Task to complete
The entries are to be given again in full. Every word must match.

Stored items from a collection
——————————

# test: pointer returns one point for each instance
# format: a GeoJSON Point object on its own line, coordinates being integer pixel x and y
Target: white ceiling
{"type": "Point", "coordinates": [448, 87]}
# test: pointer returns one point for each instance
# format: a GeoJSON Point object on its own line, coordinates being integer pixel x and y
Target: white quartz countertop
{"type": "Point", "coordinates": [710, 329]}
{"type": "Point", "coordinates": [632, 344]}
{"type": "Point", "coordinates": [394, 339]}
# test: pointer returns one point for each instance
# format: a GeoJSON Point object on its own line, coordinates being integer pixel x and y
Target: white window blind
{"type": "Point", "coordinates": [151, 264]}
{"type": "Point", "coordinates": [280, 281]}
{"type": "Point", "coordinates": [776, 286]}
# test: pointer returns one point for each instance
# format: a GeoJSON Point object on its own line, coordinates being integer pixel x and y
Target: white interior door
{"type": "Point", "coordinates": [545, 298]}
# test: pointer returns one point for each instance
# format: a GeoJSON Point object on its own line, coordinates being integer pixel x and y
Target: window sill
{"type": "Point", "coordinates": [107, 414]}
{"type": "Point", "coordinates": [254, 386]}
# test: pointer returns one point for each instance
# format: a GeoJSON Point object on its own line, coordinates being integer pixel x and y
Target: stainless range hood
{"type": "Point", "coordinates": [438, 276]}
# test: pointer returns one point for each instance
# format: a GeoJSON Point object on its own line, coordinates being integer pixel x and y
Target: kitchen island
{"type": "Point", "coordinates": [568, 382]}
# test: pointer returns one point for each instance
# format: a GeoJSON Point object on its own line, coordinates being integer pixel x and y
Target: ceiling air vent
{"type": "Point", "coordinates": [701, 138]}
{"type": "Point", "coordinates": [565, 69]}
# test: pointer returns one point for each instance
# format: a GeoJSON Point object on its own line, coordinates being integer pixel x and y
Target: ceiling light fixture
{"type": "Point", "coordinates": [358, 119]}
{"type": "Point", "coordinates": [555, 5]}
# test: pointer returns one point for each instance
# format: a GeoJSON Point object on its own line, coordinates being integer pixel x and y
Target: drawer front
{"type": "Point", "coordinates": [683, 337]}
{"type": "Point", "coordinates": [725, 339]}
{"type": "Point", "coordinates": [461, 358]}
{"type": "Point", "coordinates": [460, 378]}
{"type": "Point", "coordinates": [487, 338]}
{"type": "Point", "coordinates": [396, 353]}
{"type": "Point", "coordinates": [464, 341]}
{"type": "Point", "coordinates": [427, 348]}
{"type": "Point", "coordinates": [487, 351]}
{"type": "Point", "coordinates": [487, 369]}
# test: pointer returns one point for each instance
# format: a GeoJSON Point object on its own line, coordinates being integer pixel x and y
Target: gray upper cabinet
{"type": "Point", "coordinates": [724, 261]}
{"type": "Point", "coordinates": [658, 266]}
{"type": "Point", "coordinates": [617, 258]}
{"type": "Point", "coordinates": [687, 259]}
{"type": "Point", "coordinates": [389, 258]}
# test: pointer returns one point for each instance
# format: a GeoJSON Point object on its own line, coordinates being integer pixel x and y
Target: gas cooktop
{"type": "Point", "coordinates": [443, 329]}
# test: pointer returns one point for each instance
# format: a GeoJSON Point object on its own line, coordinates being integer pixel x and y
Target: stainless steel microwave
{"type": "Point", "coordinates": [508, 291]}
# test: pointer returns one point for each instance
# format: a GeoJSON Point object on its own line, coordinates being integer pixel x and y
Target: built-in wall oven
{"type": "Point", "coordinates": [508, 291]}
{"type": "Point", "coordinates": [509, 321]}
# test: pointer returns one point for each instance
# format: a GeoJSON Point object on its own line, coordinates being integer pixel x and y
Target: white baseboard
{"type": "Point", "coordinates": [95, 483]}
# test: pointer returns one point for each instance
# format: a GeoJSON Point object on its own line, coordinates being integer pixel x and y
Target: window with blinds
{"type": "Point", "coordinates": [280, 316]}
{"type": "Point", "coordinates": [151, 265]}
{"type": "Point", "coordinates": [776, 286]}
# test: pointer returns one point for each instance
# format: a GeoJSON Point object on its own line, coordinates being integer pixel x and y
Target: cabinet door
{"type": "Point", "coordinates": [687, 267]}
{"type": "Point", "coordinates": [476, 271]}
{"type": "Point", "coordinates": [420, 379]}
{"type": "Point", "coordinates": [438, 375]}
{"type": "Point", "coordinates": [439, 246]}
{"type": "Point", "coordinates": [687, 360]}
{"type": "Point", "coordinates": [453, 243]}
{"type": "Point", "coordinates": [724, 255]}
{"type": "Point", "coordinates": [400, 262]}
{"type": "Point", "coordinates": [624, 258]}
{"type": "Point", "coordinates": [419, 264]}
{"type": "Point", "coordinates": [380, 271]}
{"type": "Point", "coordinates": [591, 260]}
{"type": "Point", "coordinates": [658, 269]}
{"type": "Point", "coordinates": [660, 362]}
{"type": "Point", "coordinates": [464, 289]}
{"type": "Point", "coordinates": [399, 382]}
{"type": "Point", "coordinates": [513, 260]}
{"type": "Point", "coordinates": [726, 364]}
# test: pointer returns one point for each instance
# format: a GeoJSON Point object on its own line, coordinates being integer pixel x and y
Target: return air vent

——————————

Output below
# test: pointer returns one point for each instance
# format: a GeoJSON Point object on its own line, coordinates being integer pixel x and y
Target: white ceiling
{"type": "Point", "coordinates": [448, 87]}
# test: pointer returns one point for each instance
# format: a GeoJSON Point object on its own line, coordinates being integer pixel x and y
Target: white quartz countertop
{"type": "Point", "coordinates": [710, 329]}
{"type": "Point", "coordinates": [632, 344]}
{"type": "Point", "coordinates": [394, 339]}
# test: pointer returns one point for each instance
# format: a GeoJSON Point object on its own line, coordinates being integer pixel x and y
Target: white window blind
{"type": "Point", "coordinates": [151, 264]}
{"type": "Point", "coordinates": [280, 281]}
{"type": "Point", "coordinates": [776, 286]}
# test: pointer returns one point for each instance
# format: a GeoJSON Point object on its own line, coordinates being integer pixel x and y
Target: white interior door
{"type": "Point", "coordinates": [545, 298]}
# test: pointer returns one point for each instance
# format: a GeoJSON Point object on its own line, coordinates being integer pixel x and y
Target: window sill
{"type": "Point", "coordinates": [107, 414]}
{"type": "Point", "coordinates": [254, 386]}
# test: pointer returns one point for each instance
# format: a GeoJSON Point object on its own line, coordinates being integer pixel x and y
Target: stainless range hood
{"type": "Point", "coordinates": [438, 276]}
# test: pointer returns one point for each instance
# format: a GeoJSON Point object on its own line, coordinates being integer pixel x and y
Target: kitchen island
{"type": "Point", "coordinates": [568, 382]}
# test: pointer returns one point for each instance
# format: a GeoJSON Point object on its own line, coordinates being integer pixel x and y
Target: ceiling air vent
{"type": "Point", "coordinates": [701, 138]}
{"type": "Point", "coordinates": [565, 69]}
# test: pointer returns one point for each instance
# format: a GeoJSON Point object on its own line, coordinates being integer pixel x and y
Target: ceiling light fixture
{"type": "Point", "coordinates": [358, 119]}
{"type": "Point", "coordinates": [555, 5]}
# test: pointer returns one point for each instance
# format: a GeoJSON Point object on its own line, coordinates being integer pixel x and y
Target: drawer front
{"type": "Point", "coordinates": [683, 337]}
{"type": "Point", "coordinates": [725, 339]}
{"type": "Point", "coordinates": [461, 358]}
{"type": "Point", "coordinates": [460, 378]}
{"type": "Point", "coordinates": [487, 338]}
{"type": "Point", "coordinates": [396, 353]}
{"type": "Point", "coordinates": [464, 341]}
{"type": "Point", "coordinates": [427, 348]}
{"type": "Point", "coordinates": [487, 351]}
{"type": "Point", "coordinates": [487, 369]}
# test: pointer returns one point for each instance
# format: a GeoJSON Point object on its own line, coordinates being integer pixel x and y
Target: gray upper cabinet
{"type": "Point", "coordinates": [724, 261]}
{"type": "Point", "coordinates": [658, 266]}
{"type": "Point", "coordinates": [617, 258]}
{"type": "Point", "coordinates": [687, 259]}
{"type": "Point", "coordinates": [389, 258]}
# test: pointer returns one point for each instance
# format: a GeoJSON Point object on its own line, coordinates being integer pixel x and y
Target: gas cooktop
{"type": "Point", "coordinates": [443, 329]}
# test: pointer returns one point for each instance
# format: a GeoJSON Point object on its own line, coordinates being integer pixel x and y
Target: stainless steel microwave
{"type": "Point", "coordinates": [508, 291]}
# test: pointer returns one point for each instance
# format: a GeoJSON Point object on its own line, coordinates being integer pixel x and y
Target: built-in wall oven
{"type": "Point", "coordinates": [508, 291]}
{"type": "Point", "coordinates": [509, 321]}
# test: pointer returns one point for each instance
# format: a GeoJSON Point object on its own line, coordinates being integer pixel x and y
Target: white baseboard
{"type": "Point", "coordinates": [95, 483]}
# test: pointer returns one point for each instance
# format: a GeoJSON Point object on its own line, coordinates being integer pixel x and y
Target: window with blinds
{"type": "Point", "coordinates": [280, 316]}
{"type": "Point", "coordinates": [151, 265]}
{"type": "Point", "coordinates": [776, 286]}
# test: pointer returns one point for each instance
# format: a GeoJSON Point object on its own line, coordinates being integer pixel x and y
Target: cabinet door
{"type": "Point", "coordinates": [687, 267]}
{"type": "Point", "coordinates": [476, 271]}
{"type": "Point", "coordinates": [420, 379]}
{"type": "Point", "coordinates": [438, 375]}
{"type": "Point", "coordinates": [439, 246]}
{"type": "Point", "coordinates": [687, 360]}
{"type": "Point", "coordinates": [453, 243]}
{"type": "Point", "coordinates": [724, 255]}
{"type": "Point", "coordinates": [400, 262]}
{"type": "Point", "coordinates": [624, 258]}
{"type": "Point", "coordinates": [419, 264]}
{"type": "Point", "coordinates": [380, 271]}
{"type": "Point", "coordinates": [591, 260]}
{"type": "Point", "coordinates": [658, 269]}
{"type": "Point", "coordinates": [660, 362]}
{"type": "Point", "coordinates": [464, 289]}
{"type": "Point", "coordinates": [399, 382]}
{"type": "Point", "coordinates": [513, 260]}
{"type": "Point", "coordinates": [726, 364]}
# test: pointer returns one point for each instance
# format: a GeoJSON Point object on its own line, coordinates being integer pixel x and y
Target: return air vent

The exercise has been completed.